*Given records:*
━━━━━━━━━━
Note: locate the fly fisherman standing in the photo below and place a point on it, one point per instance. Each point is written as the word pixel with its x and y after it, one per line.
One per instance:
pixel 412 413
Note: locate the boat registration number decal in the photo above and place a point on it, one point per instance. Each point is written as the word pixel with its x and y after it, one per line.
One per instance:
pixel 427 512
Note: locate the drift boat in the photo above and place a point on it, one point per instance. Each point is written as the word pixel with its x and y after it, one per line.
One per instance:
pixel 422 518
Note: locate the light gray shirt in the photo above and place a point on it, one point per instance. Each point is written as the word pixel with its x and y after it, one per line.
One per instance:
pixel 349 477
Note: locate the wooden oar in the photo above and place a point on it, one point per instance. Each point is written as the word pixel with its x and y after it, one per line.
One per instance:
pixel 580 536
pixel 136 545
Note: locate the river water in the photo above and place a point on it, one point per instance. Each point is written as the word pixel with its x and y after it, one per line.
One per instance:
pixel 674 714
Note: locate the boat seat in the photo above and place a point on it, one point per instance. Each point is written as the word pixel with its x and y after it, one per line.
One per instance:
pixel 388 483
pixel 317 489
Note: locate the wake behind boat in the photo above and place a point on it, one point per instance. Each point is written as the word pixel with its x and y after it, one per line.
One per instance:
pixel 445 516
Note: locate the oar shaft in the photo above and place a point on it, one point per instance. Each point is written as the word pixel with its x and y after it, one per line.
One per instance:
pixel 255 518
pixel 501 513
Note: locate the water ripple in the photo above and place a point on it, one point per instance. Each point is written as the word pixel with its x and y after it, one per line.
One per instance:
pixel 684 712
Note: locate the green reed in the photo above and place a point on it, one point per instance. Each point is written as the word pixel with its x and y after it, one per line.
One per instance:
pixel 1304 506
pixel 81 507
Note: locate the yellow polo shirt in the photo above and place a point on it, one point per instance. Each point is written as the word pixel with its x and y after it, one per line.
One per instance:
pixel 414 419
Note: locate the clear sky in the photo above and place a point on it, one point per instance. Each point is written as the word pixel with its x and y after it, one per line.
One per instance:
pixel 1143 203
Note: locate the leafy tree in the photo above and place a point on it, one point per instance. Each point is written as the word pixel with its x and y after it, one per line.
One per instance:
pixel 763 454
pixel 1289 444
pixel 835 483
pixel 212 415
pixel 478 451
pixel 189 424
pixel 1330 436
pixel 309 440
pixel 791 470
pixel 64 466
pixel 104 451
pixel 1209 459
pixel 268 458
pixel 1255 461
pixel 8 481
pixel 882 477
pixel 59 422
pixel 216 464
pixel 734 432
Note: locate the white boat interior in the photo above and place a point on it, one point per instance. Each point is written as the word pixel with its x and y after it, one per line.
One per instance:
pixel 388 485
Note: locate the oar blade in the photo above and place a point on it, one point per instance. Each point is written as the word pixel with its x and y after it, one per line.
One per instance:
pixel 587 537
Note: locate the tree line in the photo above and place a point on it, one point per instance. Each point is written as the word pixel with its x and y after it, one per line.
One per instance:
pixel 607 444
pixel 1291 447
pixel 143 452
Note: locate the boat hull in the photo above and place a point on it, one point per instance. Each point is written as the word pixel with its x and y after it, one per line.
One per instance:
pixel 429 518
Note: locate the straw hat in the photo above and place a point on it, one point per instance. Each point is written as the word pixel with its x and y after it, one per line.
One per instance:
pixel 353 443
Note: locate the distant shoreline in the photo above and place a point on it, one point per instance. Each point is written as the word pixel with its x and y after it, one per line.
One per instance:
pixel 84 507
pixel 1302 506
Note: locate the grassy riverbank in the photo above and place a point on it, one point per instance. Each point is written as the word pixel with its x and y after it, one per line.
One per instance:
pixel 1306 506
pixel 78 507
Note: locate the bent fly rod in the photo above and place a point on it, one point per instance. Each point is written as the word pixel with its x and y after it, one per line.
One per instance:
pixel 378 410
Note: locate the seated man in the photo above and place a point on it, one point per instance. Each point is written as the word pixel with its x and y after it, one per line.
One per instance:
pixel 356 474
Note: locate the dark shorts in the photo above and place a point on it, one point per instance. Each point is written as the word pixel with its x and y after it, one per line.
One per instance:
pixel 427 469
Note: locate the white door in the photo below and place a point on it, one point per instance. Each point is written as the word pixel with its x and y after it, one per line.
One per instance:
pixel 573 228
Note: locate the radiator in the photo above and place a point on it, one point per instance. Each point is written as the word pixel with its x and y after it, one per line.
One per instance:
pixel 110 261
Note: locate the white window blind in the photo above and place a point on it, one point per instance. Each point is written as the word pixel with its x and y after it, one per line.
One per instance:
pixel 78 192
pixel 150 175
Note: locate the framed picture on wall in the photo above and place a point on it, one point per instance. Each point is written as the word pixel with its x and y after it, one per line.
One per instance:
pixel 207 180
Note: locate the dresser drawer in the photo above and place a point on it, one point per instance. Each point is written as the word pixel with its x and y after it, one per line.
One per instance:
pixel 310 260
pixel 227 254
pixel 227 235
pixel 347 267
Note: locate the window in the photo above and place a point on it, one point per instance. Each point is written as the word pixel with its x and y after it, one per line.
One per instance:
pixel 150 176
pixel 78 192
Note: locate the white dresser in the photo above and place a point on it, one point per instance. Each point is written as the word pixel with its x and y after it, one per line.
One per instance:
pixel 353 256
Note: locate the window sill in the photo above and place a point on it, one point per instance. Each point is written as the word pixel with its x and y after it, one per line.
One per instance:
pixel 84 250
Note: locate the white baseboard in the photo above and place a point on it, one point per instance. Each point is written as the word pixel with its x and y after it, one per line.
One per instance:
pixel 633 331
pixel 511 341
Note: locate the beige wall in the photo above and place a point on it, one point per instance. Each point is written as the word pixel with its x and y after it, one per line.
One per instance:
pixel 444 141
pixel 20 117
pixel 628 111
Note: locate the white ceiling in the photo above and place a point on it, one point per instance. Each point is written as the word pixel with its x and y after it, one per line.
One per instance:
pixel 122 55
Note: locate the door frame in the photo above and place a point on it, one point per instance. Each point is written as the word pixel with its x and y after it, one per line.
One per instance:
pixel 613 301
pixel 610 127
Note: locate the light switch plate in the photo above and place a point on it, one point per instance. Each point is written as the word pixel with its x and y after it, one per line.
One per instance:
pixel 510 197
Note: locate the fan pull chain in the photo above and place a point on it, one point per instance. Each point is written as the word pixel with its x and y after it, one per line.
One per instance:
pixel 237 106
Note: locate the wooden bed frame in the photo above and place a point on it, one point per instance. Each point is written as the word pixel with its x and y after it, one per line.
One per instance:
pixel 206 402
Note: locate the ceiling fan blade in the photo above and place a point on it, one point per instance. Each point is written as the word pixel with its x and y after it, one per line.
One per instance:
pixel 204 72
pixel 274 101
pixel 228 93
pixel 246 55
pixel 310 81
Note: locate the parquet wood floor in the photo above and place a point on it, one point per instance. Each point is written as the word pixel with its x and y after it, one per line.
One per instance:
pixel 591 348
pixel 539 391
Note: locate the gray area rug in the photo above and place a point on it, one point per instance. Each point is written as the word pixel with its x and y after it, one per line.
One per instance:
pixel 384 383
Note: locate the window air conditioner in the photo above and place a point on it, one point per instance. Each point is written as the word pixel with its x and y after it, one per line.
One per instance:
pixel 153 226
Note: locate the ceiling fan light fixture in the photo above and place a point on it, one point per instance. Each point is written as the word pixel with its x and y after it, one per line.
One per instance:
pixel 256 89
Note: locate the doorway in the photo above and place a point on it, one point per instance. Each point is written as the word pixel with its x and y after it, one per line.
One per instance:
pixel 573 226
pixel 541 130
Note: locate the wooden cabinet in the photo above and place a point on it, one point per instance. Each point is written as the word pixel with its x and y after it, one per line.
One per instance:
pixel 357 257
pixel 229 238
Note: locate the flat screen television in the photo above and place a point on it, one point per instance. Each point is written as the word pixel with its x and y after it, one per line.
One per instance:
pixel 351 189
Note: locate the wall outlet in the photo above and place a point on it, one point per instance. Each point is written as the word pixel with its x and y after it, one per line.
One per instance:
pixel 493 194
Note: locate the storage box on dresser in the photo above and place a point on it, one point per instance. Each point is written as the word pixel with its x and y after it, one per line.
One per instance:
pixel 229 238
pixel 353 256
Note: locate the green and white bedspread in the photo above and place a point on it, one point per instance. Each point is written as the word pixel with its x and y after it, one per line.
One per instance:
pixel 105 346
━━━━━━━━━━
*Exercise instructions:* Within the material above, output exactly the lines from the one with "Note: locate the light gray" through the one with "Note: locate the clear", end lines included, and nothing besides.

*Response area:*
Note: locate the light gray shirt in the photo above and place a point on it, one point per instance. Each point is written as the word pixel with its x and y after it, one per line.
One per instance:
pixel 349 477
Note: locate the wooden oar in the photo above and place a point on it, one point per instance. Each point is written as the word pixel with its x and y after it, one per line.
One per instance:
pixel 580 536
pixel 136 545
Note: locate the river water in the photo above and place a point on it, one point per instance. Each point is written as the word pixel with its x and y after it, one per line.
One per instance:
pixel 674 714
Note: locate the boat seat in the photo above and place a point on it, one point per instance. Each point is written as the word pixel with its x and y after it, one per line.
One per instance:
pixel 388 483
pixel 317 489
Note: locate the wake behind boat in the photo above and place a point on it, one point per instance. Each point is written as the word pixel with its x and y after it, one per line.
One per instance:
pixel 445 516
Note: locate the oar shaft in the photo above and place a point on it, one point per instance. Each point is written as the word pixel with its x and y after it, one per line.
One per instance:
pixel 255 518
pixel 501 513
Note: locate the water ripple in the photo above and place a point on it, one point per instance. Each point is written as the word pixel with its x and y after it, one per line.
One per instance:
pixel 684 712
Note: locate the green reed in the photo above and place a point on it, one point per instance. Each point is written as the word pixel with its x and y after it, one per line.
One per instance:
pixel 1304 506
pixel 81 507
Note: locate the yellow polo shirt in the photo above and place a point on it, one point per instance. Each point is written as the word pixel with its x and y after it, one per line.
One per instance:
pixel 414 419
Note: locate the clear sky in the photo above and place a point on it, one point per instance. Each point is written as the word pixel with its x and y after it, one per line.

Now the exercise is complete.